Cosa serve — Ricopia senza alcuna modifica le righe che vanno dall'inizio delle voci fino alla riga contenente "xmin=76 ymin=411 xmax=422 ymax=512", quest'ultima compresa.

Voci da elaborare —
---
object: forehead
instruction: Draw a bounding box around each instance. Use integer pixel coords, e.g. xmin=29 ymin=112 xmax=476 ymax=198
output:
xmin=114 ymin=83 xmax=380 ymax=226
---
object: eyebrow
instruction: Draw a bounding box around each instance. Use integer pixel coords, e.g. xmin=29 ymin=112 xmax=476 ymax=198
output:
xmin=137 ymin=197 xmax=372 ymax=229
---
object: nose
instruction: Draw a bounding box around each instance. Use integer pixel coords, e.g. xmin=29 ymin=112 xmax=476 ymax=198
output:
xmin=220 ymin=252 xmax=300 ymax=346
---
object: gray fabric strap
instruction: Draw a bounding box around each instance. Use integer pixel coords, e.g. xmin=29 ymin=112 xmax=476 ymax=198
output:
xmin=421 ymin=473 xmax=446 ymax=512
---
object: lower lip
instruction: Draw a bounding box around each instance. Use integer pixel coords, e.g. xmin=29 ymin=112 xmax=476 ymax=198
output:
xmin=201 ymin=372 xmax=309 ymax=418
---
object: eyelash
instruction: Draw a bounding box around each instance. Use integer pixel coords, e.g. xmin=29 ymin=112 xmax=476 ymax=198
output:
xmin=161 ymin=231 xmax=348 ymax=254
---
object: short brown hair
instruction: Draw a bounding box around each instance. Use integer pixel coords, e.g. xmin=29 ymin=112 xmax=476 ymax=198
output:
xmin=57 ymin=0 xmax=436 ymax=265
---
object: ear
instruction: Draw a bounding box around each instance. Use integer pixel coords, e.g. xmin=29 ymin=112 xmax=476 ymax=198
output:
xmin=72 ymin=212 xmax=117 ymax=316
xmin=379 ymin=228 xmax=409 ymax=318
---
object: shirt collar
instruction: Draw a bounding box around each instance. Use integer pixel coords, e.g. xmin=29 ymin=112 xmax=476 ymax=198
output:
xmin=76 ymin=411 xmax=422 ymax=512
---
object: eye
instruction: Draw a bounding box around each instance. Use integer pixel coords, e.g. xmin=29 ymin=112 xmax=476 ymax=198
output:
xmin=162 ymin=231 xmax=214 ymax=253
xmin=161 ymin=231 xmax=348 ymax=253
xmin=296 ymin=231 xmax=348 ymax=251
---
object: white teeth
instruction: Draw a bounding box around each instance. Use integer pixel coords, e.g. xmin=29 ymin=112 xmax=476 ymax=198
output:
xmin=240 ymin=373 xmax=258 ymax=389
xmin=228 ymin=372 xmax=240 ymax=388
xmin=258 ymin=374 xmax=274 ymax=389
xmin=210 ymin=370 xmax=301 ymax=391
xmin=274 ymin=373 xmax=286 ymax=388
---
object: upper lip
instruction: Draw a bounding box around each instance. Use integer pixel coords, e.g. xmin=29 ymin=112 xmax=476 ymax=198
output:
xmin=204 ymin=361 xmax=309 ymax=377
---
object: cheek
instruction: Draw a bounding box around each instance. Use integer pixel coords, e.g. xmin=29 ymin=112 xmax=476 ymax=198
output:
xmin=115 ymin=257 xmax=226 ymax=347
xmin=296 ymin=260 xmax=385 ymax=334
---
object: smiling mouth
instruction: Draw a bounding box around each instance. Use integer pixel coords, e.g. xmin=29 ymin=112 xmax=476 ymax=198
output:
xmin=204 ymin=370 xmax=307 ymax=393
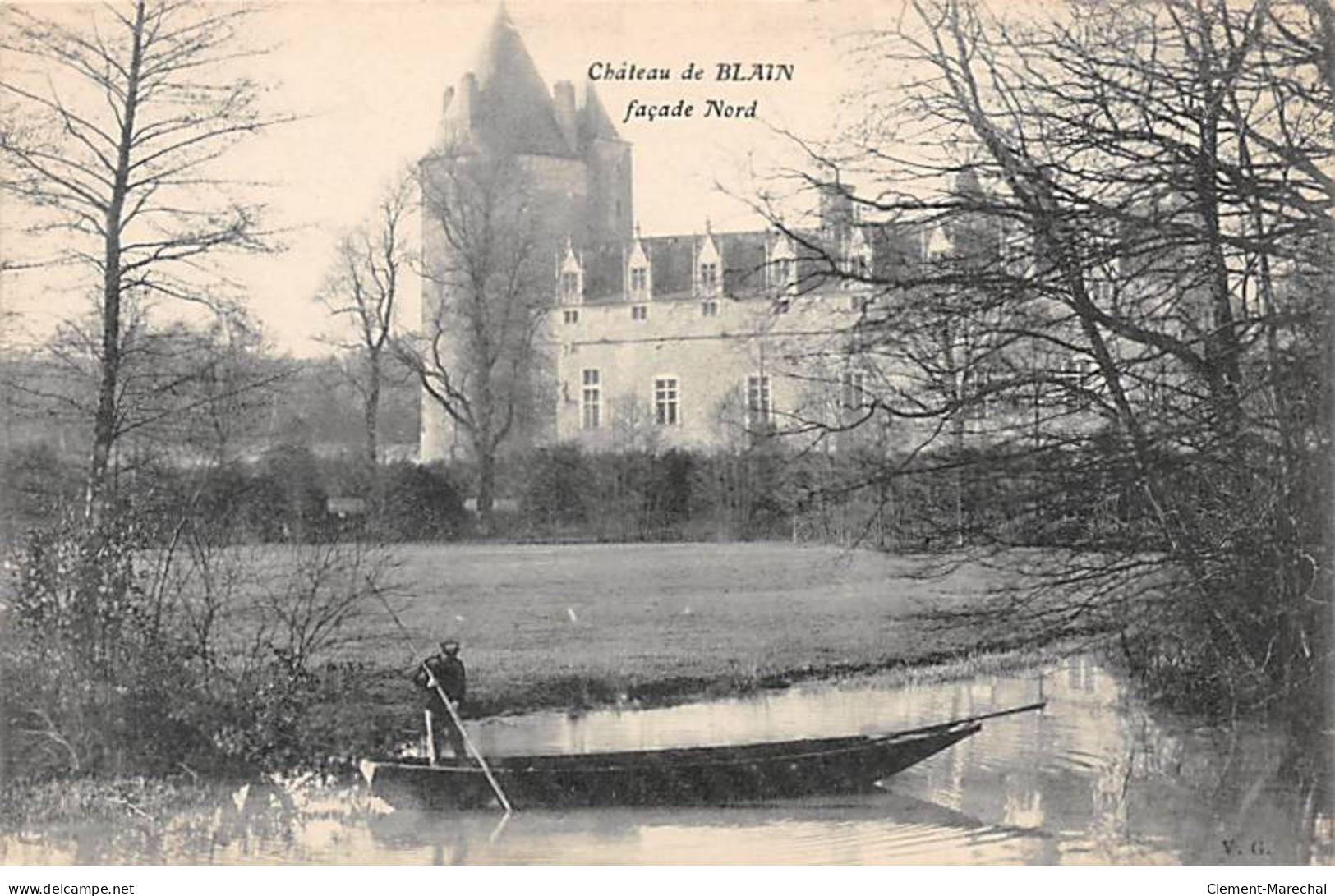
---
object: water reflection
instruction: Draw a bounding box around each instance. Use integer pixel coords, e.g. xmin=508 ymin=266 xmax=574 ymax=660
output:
xmin=0 ymin=657 xmax=1333 ymax=864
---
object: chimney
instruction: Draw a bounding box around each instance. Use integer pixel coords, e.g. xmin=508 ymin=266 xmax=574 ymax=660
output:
xmin=551 ymin=81 xmax=579 ymax=152
xmin=820 ymin=183 xmax=854 ymax=239
xmin=455 ymin=72 xmax=478 ymax=130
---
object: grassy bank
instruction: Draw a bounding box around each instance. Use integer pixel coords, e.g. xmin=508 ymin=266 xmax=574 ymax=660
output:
xmin=0 ymin=544 xmax=1073 ymax=777
xmin=320 ymin=544 xmax=1073 ymax=742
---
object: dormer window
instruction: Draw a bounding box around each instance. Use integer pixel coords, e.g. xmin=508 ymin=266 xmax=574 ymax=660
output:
xmin=561 ymin=271 xmax=579 ymax=301
xmin=557 ymin=241 xmax=583 ymax=305
xmin=700 ymin=262 xmax=718 ymax=295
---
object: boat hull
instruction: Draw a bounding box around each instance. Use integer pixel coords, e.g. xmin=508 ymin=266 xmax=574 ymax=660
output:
xmin=361 ymin=721 xmax=983 ymax=809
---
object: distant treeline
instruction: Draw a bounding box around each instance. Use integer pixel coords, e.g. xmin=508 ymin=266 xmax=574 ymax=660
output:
xmin=0 ymin=441 xmax=1152 ymax=550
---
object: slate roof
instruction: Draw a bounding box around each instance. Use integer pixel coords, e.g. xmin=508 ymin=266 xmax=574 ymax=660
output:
xmin=453 ymin=6 xmax=572 ymax=156
xmin=575 ymin=224 xmax=923 ymax=303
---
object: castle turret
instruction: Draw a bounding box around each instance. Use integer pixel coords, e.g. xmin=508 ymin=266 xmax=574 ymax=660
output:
xmin=551 ymin=81 xmax=579 ymax=152
xmin=579 ymin=81 xmax=634 ymax=241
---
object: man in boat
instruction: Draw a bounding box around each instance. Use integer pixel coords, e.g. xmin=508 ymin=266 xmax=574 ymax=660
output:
xmin=414 ymin=638 xmax=467 ymax=765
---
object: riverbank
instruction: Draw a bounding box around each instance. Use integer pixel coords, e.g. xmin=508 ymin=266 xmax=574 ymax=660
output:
xmin=0 ymin=646 xmax=1064 ymax=843
xmin=323 ymin=542 xmax=1094 ymax=748
xmin=2 ymin=544 xmax=1094 ymax=812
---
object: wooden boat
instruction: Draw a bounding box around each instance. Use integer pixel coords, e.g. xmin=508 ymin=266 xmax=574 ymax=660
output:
xmin=361 ymin=702 xmax=1044 ymax=809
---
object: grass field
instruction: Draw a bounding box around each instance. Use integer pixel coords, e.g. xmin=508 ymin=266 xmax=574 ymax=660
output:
xmin=363 ymin=544 xmax=1020 ymax=713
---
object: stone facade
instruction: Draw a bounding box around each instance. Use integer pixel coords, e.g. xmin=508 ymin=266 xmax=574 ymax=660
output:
xmin=421 ymin=11 xmax=927 ymax=461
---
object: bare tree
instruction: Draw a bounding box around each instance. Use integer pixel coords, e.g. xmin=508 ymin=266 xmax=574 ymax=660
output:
xmin=319 ymin=177 xmax=415 ymax=470
xmin=401 ymin=155 xmax=554 ymax=527
xmin=758 ymin=0 xmax=1335 ymax=719
xmin=0 ymin=0 xmax=292 ymax=516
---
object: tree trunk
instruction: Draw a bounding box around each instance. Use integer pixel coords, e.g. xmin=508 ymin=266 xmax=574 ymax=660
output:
xmin=478 ymin=450 xmax=497 ymax=535
xmin=84 ymin=0 xmax=145 ymax=521
xmin=361 ymin=350 xmax=380 ymax=476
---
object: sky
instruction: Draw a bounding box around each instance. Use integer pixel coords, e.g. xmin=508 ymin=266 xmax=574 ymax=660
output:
xmin=0 ymin=0 xmax=876 ymax=355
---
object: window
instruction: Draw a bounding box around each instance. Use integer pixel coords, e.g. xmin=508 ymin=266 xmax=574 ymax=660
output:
xmin=700 ymin=262 xmax=718 ymax=295
xmin=746 ymin=375 xmax=775 ymax=427
xmin=840 ymin=370 xmax=867 ymax=409
xmin=654 ymin=377 xmax=681 ymax=426
xmin=561 ymin=271 xmax=579 ymax=299
xmin=579 ymin=369 xmax=602 ymax=430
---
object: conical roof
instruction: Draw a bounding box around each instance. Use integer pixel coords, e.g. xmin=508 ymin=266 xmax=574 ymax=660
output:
xmin=579 ymin=81 xmax=621 ymax=143
xmin=468 ymin=4 xmax=570 ymax=155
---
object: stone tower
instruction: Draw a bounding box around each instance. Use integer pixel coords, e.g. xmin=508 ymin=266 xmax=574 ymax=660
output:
xmin=419 ymin=6 xmax=634 ymax=462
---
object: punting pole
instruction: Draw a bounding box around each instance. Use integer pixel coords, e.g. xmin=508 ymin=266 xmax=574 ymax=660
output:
xmin=375 ymin=590 xmax=514 ymax=815
xmin=422 ymin=659 xmax=514 ymax=815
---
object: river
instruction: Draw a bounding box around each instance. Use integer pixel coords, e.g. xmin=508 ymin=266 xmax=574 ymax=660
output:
xmin=0 ymin=657 xmax=1335 ymax=864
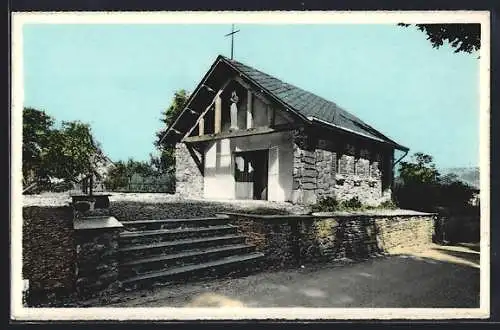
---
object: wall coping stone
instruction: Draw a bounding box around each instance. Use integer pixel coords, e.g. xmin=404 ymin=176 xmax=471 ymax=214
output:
xmin=73 ymin=216 xmax=123 ymax=230
xmin=221 ymin=209 xmax=437 ymax=221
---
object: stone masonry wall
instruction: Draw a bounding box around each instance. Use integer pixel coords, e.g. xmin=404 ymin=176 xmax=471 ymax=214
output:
xmin=292 ymin=132 xmax=391 ymax=206
xmin=229 ymin=213 xmax=434 ymax=269
xmin=22 ymin=206 xmax=76 ymax=305
xmin=175 ymin=143 xmax=203 ymax=198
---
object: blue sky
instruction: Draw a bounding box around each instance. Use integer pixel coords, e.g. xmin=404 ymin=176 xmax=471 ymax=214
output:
xmin=23 ymin=24 xmax=479 ymax=167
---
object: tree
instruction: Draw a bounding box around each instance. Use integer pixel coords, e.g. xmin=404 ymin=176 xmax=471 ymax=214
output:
xmin=394 ymin=152 xmax=439 ymax=211
xmin=150 ymin=89 xmax=189 ymax=173
xmin=398 ymin=23 xmax=481 ymax=53
xmin=23 ymin=108 xmax=105 ymax=192
xmin=394 ymin=152 xmax=474 ymax=212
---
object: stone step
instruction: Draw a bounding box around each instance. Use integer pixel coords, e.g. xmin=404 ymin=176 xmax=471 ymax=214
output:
xmin=120 ymin=244 xmax=255 ymax=278
xmin=122 ymin=252 xmax=264 ymax=289
xmin=121 ymin=215 xmax=229 ymax=231
xmin=119 ymin=235 xmax=245 ymax=262
xmin=120 ymin=225 xmax=237 ymax=246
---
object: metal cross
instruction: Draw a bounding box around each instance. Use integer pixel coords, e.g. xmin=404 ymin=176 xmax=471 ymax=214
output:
xmin=224 ymin=24 xmax=240 ymax=59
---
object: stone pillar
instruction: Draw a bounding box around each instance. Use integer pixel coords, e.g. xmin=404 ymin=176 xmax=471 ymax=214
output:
xmin=73 ymin=211 xmax=123 ymax=298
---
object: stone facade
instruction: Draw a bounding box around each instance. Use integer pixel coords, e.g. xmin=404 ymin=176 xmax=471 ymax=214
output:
xmin=175 ymin=143 xmax=203 ymax=198
xmin=292 ymin=131 xmax=391 ymax=205
xmin=175 ymin=143 xmax=203 ymax=198
xmin=72 ymin=195 xmax=123 ymax=299
xmin=228 ymin=211 xmax=435 ymax=269
xmin=75 ymin=228 xmax=120 ymax=298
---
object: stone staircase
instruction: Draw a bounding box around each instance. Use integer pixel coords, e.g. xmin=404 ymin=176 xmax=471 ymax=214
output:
xmin=119 ymin=216 xmax=264 ymax=289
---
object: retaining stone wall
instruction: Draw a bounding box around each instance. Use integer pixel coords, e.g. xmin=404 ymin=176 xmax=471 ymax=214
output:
xmin=175 ymin=143 xmax=203 ymax=198
xmin=22 ymin=206 xmax=76 ymax=305
xmin=229 ymin=213 xmax=434 ymax=269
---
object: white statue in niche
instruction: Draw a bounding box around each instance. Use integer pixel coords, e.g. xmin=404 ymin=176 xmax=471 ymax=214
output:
xmin=230 ymin=91 xmax=238 ymax=130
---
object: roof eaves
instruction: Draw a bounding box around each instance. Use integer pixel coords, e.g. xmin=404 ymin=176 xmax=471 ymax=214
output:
xmin=307 ymin=116 xmax=410 ymax=151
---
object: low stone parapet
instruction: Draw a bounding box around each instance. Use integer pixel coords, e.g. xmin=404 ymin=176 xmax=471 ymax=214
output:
xmin=73 ymin=216 xmax=123 ymax=298
xmin=225 ymin=210 xmax=435 ymax=269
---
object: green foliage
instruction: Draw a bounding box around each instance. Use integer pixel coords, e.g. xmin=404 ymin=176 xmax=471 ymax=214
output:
xmin=398 ymin=23 xmax=481 ymax=53
xmin=23 ymin=108 xmax=54 ymax=183
xmin=23 ymin=108 xmax=105 ymax=189
xmin=394 ymin=153 xmax=474 ymax=212
xmin=378 ymin=200 xmax=398 ymax=210
xmin=150 ymin=89 xmax=189 ymax=174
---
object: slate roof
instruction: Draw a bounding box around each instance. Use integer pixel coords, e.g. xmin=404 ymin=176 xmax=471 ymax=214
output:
xmin=220 ymin=55 xmax=408 ymax=150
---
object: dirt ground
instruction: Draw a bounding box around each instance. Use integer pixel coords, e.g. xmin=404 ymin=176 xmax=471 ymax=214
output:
xmin=94 ymin=244 xmax=480 ymax=308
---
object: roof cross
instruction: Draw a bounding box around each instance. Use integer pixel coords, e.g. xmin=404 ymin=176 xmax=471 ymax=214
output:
xmin=224 ymin=24 xmax=240 ymax=59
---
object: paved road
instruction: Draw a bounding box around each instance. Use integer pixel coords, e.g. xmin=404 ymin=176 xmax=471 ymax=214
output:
xmin=108 ymin=242 xmax=479 ymax=308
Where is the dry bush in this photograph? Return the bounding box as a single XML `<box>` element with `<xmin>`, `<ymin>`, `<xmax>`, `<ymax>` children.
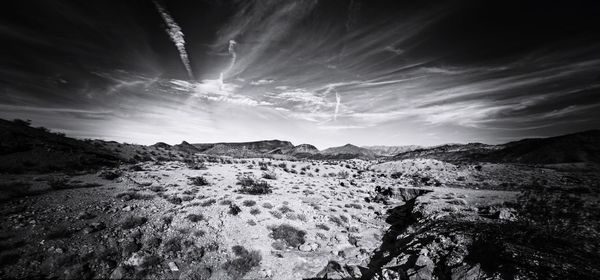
<box><xmin>223</xmin><ymin>245</ymin><xmax>262</xmax><ymax>279</ymax></box>
<box><xmin>121</xmin><ymin>216</ymin><xmax>148</xmax><ymax>229</ymax></box>
<box><xmin>270</xmin><ymin>224</ymin><xmax>306</xmax><ymax>247</ymax></box>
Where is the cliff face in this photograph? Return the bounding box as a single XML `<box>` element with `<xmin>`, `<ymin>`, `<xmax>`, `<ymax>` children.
<box><xmin>321</xmin><ymin>144</ymin><xmax>375</xmax><ymax>159</ymax></box>
<box><xmin>193</xmin><ymin>140</ymin><xmax>294</xmax><ymax>155</ymax></box>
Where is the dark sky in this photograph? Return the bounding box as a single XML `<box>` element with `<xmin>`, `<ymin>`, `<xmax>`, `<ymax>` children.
<box><xmin>0</xmin><ymin>0</ymin><xmax>600</xmax><ymax>148</ymax></box>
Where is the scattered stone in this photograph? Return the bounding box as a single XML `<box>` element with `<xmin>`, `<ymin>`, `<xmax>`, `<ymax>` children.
<box><xmin>169</xmin><ymin>262</ymin><xmax>179</xmax><ymax>271</ymax></box>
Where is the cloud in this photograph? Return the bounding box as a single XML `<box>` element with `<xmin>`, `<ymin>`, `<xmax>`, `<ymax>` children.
<box><xmin>154</xmin><ymin>1</ymin><xmax>194</xmax><ymax>79</ymax></box>
<box><xmin>250</xmin><ymin>79</ymin><xmax>276</xmax><ymax>85</ymax></box>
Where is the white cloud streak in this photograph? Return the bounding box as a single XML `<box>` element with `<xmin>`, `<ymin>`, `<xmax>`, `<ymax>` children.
<box><xmin>154</xmin><ymin>1</ymin><xmax>194</xmax><ymax>79</ymax></box>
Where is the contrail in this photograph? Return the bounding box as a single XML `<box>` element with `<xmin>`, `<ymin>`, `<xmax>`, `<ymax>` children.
<box><xmin>154</xmin><ymin>1</ymin><xmax>194</xmax><ymax>79</ymax></box>
<box><xmin>333</xmin><ymin>91</ymin><xmax>342</xmax><ymax>121</ymax></box>
<box><xmin>219</xmin><ymin>40</ymin><xmax>237</xmax><ymax>88</ymax></box>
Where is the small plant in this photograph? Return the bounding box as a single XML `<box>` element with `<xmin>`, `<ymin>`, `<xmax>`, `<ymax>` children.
<box><xmin>121</xmin><ymin>216</ymin><xmax>148</xmax><ymax>229</ymax></box>
<box><xmin>200</xmin><ymin>198</ymin><xmax>217</xmax><ymax>207</ymax></box>
<box><xmin>270</xmin><ymin>224</ymin><xmax>306</xmax><ymax>247</ymax></box>
<box><xmin>186</xmin><ymin>214</ymin><xmax>204</xmax><ymax>223</ymax></box>
<box><xmin>223</xmin><ymin>245</ymin><xmax>262</xmax><ymax>279</ymax></box>
<box><xmin>242</xmin><ymin>200</ymin><xmax>256</xmax><ymax>207</ymax></box>
<box><xmin>250</xmin><ymin>208</ymin><xmax>260</xmax><ymax>216</ymax></box>
<box><xmin>238</xmin><ymin>177</ymin><xmax>273</xmax><ymax>195</ymax></box>
<box><xmin>316</xmin><ymin>224</ymin><xmax>329</xmax><ymax>230</ymax></box>
<box><xmin>229</xmin><ymin>203</ymin><xmax>242</xmax><ymax>216</ymax></box>
<box><xmin>262</xmin><ymin>170</ymin><xmax>277</xmax><ymax>180</ymax></box>
<box><xmin>190</xmin><ymin>176</ymin><xmax>209</xmax><ymax>186</ymax></box>
<box><xmin>279</xmin><ymin>205</ymin><xmax>294</xmax><ymax>214</ymax></box>
<box><xmin>263</xmin><ymin>202</ymin><xmax>273</xmax><ymax>209</ymax></box>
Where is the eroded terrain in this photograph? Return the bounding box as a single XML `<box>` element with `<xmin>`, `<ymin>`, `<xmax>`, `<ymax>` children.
<box><xmin>0</xmin><ymin>156</ymin><xmax>598</xmax><ymax>279</ymax></box>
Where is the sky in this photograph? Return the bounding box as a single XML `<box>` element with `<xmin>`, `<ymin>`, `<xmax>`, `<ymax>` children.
<box><xmin>0</xmin><ymin>0</ymin><xmax>600</xmax><ymax>149</ymax></box>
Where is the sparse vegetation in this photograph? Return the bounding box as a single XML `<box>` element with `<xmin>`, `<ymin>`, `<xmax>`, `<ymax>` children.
<box><xmin>270</xmin><ymin>224</ymin><xmax>306</xmax><ymax>248</ymax></box>
<box><xmin>121</xmin><ymin>216</ymin><xmax>148</xmax><ymax>229</ymax></box>
<box><xmin>237</xmin><ymin>176</ymin><xmax>273</xmax><ymax>195</ymax></box>
<box><xmin>190</xmin><ymin>176</ymin><xmax>209</xmax><ymax>186</ymax></box>
<box><xmin>223</xmin><ymin>245</ymin><xmax>262</xmax><ymax>279</ymax></box>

Risultato dell'esercizio —
---
object: forehead
instruction: Draw a bounding box around each instance. Use integer pixel coords, e.g. xmin=29 ymin=112 xmax=476 ymax=198
output:
xmin=114 ymin=83 xmax=380 ymax=226
---
object: eyebrow
instruction: Draw a bounding box around each instance. Use integer pixel coords, e.g. xmin=29 ymin=112 xmax=476 ymax=198
output:
xmin=137 ymin=197 xmax=372 ymax=229
---
object: nose
instruction: Draw a bounding box around each instance. Use integer pixel coords, e.g. xmin=29 ymin=112 xmax=476 ymax=198
output:
xmin=220 ymin=252 xmax=300 ymax=346
---
object: gray fabric strap
instruction: Draw a bounding box around each instance. Use integer pixel coords, e.g. xmin=29 ymin=112 xmax=476 ymax=198
output:
xmin=421 ymin=473 xmax=446 ymax=512
---
object: lower lip
instruction: Draw a bounding box around each instance. Use integer pixel coords, e.g. xmin=29 ymin=112 xmax=476 ymax=198
output:
xmin=201 ymin=372 xmax=309 ymax=418
---
object: eyelash
instruction: Draw a bounding box around each instance. Use integer pixel coords, e.g. xmin=29 ymin=112 xmax=476 ymax=198
output:
xmin=161 ymin=231 xmax=348 ymax=254
---
object: short brown hair
instruction: Draw a bounding box around each instance. Use integer pixel coords, e.g. xmin=29 ymin=112 xmax=476 ymax=198
output:
xmin=57 ymin=0 xmax=436 ymax=265
---
object: ear
instruction: Draw a bounding box around each instance. Use integer pixel coords, e.g. xmin=29 ymin=112 xmax=476 ymax=198
output:
xmin=72 ymin=212 xmax=117 ymax=316
xmin=379 ymin=228 xmax=409 ymax=318
---
object: shirt collar
instruction: Draw a bounding box around each instance. Use integer pixel coords, e.g. xmin=29 ymin=112 xmax=476 ymax=198
output:
xmin=76 ymin=411 xmax=422 ymax=512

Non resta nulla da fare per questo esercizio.